▶ _Aim of the task_
List every person and organization named in the commentary about Mr Brown below.

It would be fine if this manse business was the only thing to produce knowing nods by everyone else and a bewildered shake of the head by me. But it isn’t. For the past couple of days I’ve been wondering what it is that the rest of the world sees in Mr Brown’s NHS reform that I’ve missed. Those people who don’t confidently reply “son of the manse” when asked about Mr Brown instead say “man of substance” and cite his NHS reform plan as evidence of his sagacity. And there am I thinking that it is completely daft.
The policy of giving the Bank of England the power to set interest rates, free from political interference, has been an undoubted success. So now Mr Brown wants to extend that model to the public services, with the NHS most commonly named as the first to be reformed in this way. An independent board will be established to administer the service, with the role of politicians restricted to setting overall goals and strategy.
Conservatives are sufficiently enthusiastic about the idea to claim that Mr Brown has stolen it from them. The day will come when the Tories will pretend that they had nothing whatsoever to do with it.
From the years when I used to write politician’s speeches for a living, I know the two hardest things. The first is writing jokes. I remember sitting up at two in the morning reviewing a list of gags that had been sent in by Ken Dodd, not one of which was even remotely amusing.

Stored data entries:
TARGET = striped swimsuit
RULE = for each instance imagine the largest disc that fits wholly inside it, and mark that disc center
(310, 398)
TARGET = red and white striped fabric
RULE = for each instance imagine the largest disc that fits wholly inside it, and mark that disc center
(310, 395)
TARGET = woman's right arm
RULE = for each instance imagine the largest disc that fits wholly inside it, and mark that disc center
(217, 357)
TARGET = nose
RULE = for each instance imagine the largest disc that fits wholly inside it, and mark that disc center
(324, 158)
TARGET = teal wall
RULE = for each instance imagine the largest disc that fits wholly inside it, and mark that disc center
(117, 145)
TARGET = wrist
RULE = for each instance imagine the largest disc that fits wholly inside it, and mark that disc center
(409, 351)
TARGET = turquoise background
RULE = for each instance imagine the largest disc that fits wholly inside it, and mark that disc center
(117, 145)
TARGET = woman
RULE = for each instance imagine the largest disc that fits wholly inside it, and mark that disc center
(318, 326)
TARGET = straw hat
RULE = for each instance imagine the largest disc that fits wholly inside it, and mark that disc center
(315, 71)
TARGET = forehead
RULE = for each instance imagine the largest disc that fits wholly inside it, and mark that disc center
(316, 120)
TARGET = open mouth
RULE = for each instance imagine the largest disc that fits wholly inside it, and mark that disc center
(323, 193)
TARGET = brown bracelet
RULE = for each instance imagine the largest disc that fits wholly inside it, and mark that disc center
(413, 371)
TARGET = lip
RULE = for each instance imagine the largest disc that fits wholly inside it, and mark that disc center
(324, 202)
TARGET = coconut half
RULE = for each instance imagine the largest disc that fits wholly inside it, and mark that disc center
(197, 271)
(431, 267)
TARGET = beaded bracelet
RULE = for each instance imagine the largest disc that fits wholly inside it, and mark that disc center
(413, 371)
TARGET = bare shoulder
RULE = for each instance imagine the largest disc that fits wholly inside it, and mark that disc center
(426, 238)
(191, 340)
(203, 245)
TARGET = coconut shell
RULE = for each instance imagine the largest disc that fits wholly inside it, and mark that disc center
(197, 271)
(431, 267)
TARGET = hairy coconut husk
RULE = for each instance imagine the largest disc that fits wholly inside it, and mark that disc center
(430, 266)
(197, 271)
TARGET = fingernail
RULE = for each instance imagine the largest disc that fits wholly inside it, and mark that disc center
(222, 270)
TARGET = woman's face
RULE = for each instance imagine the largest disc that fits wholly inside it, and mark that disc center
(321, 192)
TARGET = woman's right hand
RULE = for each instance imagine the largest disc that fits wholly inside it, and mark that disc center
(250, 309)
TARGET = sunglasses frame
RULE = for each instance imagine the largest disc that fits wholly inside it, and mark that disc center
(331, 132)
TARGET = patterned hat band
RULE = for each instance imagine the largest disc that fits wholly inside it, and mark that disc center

▶ _Written reply_
Mr Brown, the NHS, the Bank of England, the Conservatives (also called the Tories), Ken Dodd